### 読解文
帰宅困難者の一時滞在施設として、多様な人々に対応する備蓄食を考える

フクダ・アンド・パートナーズ×防災に取り組む在仙外国人のみなさん

▲(左から)株式会社 フクダ・アンド・パートナーズ/加藤 祐さん、阿部 真美さん
防災に取り組む在仙外国人のみなさん/フィラさん、ホアさん、バワニさん

モリノカレッジは、みんなのつながりの
輪を広げるプラットフォーム。
互いの価値観やアイデアがクロスしたら、
どのような効果が生まれるのでしょうか?
クロストークをヒントに、あなたの活動の
可能性をぜひ、広げてみてください。

社会インフラである物流施設づくりを全国で行っている株式会社 フクダ・アンド・パートナーズ(以下、F&P)。
同社は、東日本大震災の際、72もの物流センターの復旧に取り組みました。震災時の経験と、地域の人々の生活を守り、支えたいという想いから開発した、防災型リバーシブルビル「仙台長町未来共創センター」は、災害時の一時滞在場所に指定されています。

仙台市では外国人住民の人口が増加しており、令和6年4月末には16,000人を超えました。外国人住民の中には日本語が不自由な人たちや防災の仕組みを知らない人たちも多く、災害時のサポートが必要になります。仙台市の「仙台市災害時言語ボランティア」や公益財団法人 仙台観光国際協会(以下、SenTIA)の「せんだい外国人防災リーダー」は、外国人登録者も多いボランティア制度です。
今回は、F&Pの仙台長町未来共創センター センター長 加藤 祐さんと主任 阿部 真美さん、「仙台市災害時言語ボランティア」に登録しているインドネシア人のDhita Larci De Fila(ディタ・ラルチ・デ・フィラ)さん、ベトナム人のLAI THI HOA(ライ・ティ・ホア)さん、ネパール人のDuwadi Bhawani(ドゥワディ・バワニ)さんと「多文化から考える備蓄食」をテーマにクロストークを行いました。

それぞれの防災・減災に関する想いとは?

### 課題用データ

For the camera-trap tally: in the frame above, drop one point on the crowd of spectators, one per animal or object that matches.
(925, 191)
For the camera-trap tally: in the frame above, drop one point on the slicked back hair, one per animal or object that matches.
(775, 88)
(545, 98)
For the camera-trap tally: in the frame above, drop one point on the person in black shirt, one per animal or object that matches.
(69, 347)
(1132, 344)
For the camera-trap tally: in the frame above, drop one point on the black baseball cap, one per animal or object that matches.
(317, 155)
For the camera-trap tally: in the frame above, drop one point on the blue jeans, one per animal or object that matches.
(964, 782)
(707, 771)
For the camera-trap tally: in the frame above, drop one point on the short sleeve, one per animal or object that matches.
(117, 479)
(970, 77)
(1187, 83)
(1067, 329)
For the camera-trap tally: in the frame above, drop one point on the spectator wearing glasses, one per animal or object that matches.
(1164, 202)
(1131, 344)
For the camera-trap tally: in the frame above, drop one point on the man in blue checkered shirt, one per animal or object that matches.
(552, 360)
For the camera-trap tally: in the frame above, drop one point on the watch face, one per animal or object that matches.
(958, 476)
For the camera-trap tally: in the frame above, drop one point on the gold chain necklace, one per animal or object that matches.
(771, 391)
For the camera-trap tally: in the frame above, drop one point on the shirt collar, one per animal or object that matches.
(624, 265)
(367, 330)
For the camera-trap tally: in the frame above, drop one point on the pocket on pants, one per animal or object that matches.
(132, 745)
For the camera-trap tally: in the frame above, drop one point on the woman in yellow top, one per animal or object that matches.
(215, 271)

---

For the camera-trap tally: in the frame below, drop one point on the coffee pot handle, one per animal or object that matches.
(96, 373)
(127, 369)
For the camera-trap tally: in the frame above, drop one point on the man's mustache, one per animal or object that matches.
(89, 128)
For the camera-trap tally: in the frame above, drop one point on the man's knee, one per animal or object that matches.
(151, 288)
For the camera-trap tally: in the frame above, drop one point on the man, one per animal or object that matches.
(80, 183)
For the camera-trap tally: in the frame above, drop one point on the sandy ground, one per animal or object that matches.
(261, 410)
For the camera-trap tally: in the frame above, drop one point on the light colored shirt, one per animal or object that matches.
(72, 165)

--

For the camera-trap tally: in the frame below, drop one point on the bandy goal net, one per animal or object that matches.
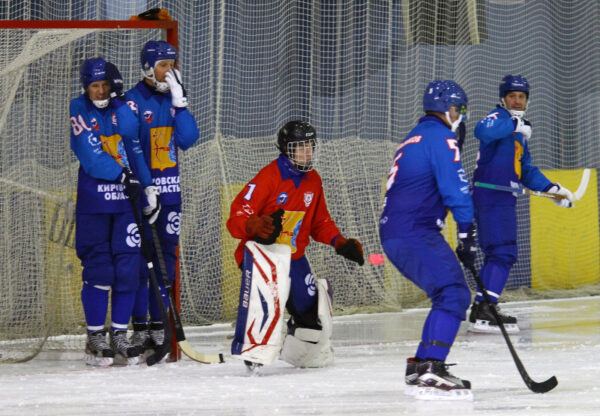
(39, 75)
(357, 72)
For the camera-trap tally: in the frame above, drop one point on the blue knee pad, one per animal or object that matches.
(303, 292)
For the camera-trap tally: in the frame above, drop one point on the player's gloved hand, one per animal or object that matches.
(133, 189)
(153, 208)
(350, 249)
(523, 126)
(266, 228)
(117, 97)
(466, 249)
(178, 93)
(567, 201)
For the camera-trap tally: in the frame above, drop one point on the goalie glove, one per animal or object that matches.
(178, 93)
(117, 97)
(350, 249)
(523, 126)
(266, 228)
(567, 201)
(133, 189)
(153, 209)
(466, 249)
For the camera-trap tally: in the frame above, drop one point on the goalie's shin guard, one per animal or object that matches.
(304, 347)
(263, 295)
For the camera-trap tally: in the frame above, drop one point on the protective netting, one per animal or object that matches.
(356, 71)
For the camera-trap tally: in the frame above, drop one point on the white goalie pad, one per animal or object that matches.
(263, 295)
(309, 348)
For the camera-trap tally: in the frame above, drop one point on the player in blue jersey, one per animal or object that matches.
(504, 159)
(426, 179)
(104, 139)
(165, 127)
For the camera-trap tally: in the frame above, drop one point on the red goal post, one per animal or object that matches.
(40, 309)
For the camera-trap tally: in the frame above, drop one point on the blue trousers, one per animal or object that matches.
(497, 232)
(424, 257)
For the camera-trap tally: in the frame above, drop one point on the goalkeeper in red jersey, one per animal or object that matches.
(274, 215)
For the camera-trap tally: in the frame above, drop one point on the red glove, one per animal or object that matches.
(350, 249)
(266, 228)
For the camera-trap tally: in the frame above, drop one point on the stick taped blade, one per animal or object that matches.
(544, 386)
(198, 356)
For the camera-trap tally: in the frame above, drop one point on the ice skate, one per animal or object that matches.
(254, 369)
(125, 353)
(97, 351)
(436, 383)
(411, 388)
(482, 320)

### 短い課題 1
データの行のうち、「jeans, one per animal or object that matches.」を含む行から「(1067, 329)」を含む行までを、そのまま書き写すこと。
### 短い課題 2
多文化から考える備蓄食についての読解文を、最後の文の後から書き継ぐこと。

### 課題の解答 1
For the camera-trap tally: in the frame above, drop one point on the blue jeans, one per animal or object that matches.
(964, 782)
(707, 771)
For the camera-trap tally: in the frame above, drop one point on the short sleeve, one per animal or object that matches.
(117, 479)
(970, 77)
(1187, 83)
(1067, 329)

### 課題の解答 2
仙台長町未来共創センターを開発された想い、防災機能を特化した理由を教えてください。

加藤弊社は、物流施設づくりを行っている会社で、私は仙台長町未来共創センターのセンター長をしています。ご縁があって弊社がこの土地を購入し、保有しておりましたが「地域のためになるような機能を持つ建物を建設したい」という我が社の想いから、平時は人や企業と共に未来を創る場として、非常時は地域の人々の生活を守る地域密着の防災施設として、平時と非常時で機能が変わる 「リバーシブルビル」を企画設計し、2022年4月に開所しました。

阿部私は仙台長町未来共創センターの運営などを担当しています。また、加藤とともに防災についての知見を深めて本施設の運営に活かすため、東北大学災害科学国際研究所で学んでいます。なお、本施設は、平常時には再エネ100%電力をテナントに供給し、さらに太陽光発電による電力を活用するなど、環境にも配慮した、脱炭素社会に貢献する施設です。

一方、非常時は地域防災施設になります。開発にあたっては、東北大学災害科学国際研究所との企業防災・地域防災・BCPに関する共同研究の知見を活かし、非常用発電機や蓄電池、さらには電気自動車や水素自動車から本施設に電力を供給できる設備を実装することにより72時間電気が消えないことを実現しました。また、帰宅困難者を受け入れる一時滞在施設として仙台市と協定を結んでいます。

自社だけではなく、地域企業も加わり「産・学・官」の取り組みが続くことで、本施設がSDGsの目指す持続可能な社会の実現に寄与し続けることを目標にしています。

仙台市災害時言語ボランティアやせんだい外国人防災リーダーに登録された理由を教えてください。

バワニ私はネパールから日本に来て17年になります。東日本大震災がきっかけで、「仙台市災害時言語ボランティア」の他に「せんだい外国人防災リーダー」にも登録しています。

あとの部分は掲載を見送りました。